TO DO | What is the number of lines in the entries that contain the word "below"? Reply with that number only.

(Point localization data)
▬▬▬▬▬▬

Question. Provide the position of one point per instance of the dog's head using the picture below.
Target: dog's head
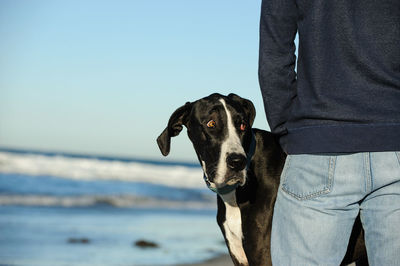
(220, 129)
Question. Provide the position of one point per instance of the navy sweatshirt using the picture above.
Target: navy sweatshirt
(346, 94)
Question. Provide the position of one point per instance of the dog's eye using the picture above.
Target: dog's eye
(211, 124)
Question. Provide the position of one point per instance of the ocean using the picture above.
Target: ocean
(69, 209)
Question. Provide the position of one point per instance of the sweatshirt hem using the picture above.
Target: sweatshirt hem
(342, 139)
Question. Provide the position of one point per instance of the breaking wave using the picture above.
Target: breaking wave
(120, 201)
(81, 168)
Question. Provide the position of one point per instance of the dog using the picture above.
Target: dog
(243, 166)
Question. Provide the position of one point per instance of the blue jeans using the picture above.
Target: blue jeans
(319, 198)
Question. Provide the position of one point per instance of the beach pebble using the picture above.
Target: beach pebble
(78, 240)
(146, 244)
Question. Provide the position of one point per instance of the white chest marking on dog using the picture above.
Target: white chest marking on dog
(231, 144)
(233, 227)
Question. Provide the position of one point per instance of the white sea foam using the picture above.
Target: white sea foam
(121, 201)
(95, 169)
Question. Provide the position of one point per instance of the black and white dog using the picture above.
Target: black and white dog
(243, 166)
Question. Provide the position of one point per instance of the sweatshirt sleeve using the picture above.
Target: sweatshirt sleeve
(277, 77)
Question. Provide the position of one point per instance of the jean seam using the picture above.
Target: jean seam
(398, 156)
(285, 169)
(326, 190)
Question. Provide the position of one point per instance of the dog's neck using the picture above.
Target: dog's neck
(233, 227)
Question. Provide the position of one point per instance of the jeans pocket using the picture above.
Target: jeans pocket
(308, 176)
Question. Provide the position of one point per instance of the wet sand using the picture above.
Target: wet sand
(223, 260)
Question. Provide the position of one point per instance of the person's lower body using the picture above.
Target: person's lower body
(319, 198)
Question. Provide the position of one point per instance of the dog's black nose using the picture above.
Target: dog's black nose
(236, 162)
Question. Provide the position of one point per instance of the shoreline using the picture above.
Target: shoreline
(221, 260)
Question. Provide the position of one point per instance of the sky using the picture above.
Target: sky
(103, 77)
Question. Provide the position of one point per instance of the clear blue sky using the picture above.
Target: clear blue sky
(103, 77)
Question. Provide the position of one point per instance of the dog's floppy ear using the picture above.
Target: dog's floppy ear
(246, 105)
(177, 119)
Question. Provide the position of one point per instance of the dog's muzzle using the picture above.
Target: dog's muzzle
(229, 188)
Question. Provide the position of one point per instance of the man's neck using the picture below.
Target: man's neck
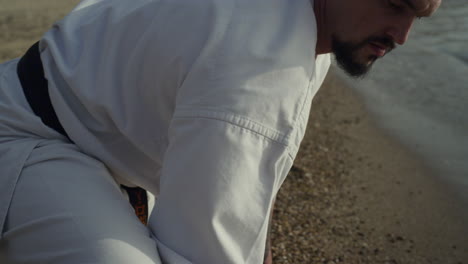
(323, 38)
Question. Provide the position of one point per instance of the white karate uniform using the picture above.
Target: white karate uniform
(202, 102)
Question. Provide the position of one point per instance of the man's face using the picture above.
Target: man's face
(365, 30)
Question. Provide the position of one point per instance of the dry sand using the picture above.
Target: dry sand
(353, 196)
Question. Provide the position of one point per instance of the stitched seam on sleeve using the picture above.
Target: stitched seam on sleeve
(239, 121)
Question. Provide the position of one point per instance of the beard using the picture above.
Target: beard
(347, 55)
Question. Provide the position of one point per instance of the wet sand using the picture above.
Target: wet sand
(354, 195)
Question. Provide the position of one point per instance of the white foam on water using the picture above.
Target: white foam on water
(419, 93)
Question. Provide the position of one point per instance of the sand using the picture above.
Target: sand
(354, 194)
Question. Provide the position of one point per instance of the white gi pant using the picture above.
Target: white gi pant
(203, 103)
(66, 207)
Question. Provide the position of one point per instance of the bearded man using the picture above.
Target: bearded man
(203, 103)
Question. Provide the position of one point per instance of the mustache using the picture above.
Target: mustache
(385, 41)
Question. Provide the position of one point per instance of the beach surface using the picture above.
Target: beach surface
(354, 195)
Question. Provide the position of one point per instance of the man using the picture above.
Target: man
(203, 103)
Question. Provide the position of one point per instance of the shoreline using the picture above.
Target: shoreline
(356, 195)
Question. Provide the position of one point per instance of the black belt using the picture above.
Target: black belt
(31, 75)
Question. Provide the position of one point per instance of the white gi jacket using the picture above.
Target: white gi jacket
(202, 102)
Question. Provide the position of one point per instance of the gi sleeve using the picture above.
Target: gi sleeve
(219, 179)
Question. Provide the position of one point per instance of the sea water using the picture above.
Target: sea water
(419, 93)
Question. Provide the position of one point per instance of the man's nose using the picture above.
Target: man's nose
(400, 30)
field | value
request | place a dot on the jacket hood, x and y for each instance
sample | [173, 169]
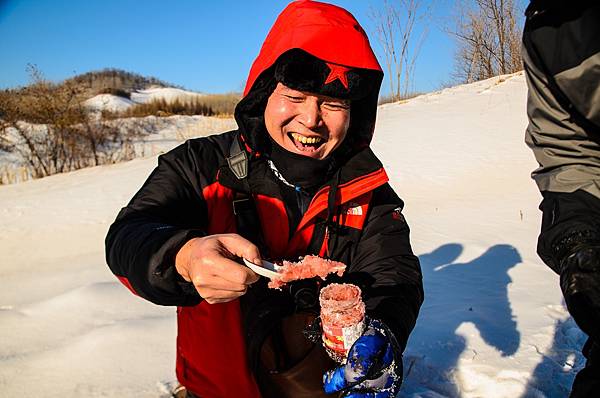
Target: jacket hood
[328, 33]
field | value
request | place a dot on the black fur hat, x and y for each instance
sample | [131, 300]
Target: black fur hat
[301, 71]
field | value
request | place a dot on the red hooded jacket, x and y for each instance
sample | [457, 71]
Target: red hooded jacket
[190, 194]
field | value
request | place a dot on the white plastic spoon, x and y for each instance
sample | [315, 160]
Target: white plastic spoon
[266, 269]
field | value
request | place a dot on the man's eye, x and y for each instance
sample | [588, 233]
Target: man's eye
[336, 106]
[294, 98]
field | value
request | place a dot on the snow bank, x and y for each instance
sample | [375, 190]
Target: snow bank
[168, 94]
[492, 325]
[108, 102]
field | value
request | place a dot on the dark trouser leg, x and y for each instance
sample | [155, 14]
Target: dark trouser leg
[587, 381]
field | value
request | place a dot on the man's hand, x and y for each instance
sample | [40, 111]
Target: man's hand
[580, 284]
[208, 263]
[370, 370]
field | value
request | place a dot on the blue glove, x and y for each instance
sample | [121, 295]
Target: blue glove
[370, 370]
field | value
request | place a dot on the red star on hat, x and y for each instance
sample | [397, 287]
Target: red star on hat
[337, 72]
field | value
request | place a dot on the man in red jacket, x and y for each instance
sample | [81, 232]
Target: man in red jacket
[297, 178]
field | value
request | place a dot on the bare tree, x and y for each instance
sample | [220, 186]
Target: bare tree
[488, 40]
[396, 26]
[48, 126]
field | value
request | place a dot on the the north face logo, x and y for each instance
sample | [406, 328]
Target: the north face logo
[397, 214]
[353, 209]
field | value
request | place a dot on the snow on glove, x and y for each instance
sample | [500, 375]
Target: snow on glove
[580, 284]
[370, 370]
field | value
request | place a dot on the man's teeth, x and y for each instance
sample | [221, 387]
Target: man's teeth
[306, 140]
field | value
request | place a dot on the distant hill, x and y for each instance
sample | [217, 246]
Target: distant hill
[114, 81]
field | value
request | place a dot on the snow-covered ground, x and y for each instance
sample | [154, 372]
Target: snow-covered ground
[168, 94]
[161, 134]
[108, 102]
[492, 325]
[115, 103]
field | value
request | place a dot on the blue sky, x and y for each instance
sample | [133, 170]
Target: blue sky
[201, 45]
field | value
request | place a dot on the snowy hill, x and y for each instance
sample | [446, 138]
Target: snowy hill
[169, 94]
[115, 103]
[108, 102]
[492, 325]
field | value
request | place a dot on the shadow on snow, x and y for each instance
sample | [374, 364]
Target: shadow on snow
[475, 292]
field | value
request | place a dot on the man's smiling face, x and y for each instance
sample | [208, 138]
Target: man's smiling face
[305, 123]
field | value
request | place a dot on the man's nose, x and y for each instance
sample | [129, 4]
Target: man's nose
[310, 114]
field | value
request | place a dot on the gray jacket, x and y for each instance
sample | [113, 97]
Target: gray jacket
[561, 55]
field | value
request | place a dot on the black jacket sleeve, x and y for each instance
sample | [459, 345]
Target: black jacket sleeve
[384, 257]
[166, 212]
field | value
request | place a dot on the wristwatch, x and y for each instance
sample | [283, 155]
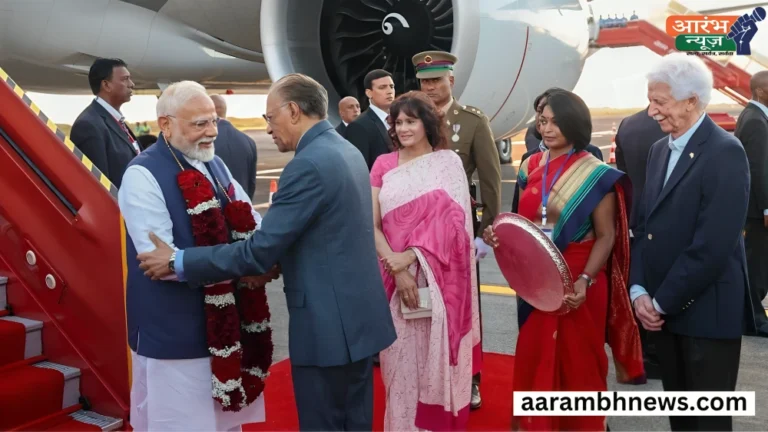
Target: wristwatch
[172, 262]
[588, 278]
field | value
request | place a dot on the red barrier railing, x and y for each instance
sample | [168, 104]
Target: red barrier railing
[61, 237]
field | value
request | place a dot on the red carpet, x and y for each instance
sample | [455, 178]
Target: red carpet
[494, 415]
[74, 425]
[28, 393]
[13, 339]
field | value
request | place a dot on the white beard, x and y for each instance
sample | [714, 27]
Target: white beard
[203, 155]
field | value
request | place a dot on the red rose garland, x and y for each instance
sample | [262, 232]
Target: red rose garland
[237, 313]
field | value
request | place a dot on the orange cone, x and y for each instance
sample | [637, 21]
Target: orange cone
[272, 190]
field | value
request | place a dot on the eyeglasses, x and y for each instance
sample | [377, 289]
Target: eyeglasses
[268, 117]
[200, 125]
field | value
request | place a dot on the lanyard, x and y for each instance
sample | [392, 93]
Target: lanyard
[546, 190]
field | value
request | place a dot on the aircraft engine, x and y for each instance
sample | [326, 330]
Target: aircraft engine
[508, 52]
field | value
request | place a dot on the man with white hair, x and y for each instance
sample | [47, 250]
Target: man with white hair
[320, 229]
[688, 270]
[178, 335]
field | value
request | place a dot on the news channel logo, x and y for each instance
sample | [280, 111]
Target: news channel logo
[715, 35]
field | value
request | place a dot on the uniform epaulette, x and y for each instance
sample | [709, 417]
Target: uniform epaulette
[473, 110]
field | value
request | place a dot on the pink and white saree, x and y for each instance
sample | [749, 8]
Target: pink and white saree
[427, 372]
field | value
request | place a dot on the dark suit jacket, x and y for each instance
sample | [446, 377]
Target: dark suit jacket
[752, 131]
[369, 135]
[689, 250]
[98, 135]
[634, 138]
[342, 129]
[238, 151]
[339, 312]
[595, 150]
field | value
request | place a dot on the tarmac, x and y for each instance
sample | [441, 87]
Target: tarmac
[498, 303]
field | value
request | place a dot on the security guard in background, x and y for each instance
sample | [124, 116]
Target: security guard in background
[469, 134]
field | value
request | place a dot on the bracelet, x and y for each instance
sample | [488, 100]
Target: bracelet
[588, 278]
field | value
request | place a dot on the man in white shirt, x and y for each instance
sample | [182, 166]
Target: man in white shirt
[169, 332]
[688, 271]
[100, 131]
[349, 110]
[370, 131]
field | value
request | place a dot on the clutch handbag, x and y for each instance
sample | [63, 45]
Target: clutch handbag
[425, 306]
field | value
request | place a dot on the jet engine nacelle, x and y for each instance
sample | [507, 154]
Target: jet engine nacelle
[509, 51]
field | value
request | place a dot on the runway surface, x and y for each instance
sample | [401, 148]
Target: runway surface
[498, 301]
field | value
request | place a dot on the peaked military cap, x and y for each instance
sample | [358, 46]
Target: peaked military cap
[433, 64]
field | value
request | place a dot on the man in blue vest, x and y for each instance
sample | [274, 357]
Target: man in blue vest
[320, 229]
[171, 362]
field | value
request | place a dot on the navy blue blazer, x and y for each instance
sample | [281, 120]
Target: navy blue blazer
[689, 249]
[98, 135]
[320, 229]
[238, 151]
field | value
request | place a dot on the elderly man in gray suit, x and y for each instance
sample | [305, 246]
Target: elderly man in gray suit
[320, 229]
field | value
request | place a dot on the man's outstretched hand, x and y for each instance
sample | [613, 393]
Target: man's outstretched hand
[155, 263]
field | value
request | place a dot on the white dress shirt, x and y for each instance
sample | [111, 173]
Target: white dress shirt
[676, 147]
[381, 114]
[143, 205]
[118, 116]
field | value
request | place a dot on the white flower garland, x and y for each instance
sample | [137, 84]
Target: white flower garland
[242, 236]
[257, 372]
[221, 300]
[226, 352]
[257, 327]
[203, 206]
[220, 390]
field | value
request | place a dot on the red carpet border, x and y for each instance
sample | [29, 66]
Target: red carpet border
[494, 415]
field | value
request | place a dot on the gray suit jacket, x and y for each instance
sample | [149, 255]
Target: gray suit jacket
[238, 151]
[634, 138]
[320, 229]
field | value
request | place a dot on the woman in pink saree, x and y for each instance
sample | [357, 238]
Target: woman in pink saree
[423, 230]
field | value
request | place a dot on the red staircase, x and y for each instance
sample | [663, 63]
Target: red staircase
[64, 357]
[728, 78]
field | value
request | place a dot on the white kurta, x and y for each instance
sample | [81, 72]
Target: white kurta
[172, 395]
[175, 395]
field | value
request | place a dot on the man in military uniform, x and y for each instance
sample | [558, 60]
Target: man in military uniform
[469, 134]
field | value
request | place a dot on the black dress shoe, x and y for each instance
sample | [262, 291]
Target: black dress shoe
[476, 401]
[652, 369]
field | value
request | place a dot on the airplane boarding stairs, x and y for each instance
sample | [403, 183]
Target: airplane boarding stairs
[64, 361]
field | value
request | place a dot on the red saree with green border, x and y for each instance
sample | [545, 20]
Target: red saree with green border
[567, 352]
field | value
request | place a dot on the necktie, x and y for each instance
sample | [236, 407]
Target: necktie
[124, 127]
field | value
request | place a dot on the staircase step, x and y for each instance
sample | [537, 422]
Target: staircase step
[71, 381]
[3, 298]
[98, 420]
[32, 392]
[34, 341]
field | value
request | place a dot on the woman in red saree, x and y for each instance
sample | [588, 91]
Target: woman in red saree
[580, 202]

▬▬▬▬▬▬

EXERCISE SOLUTION | 2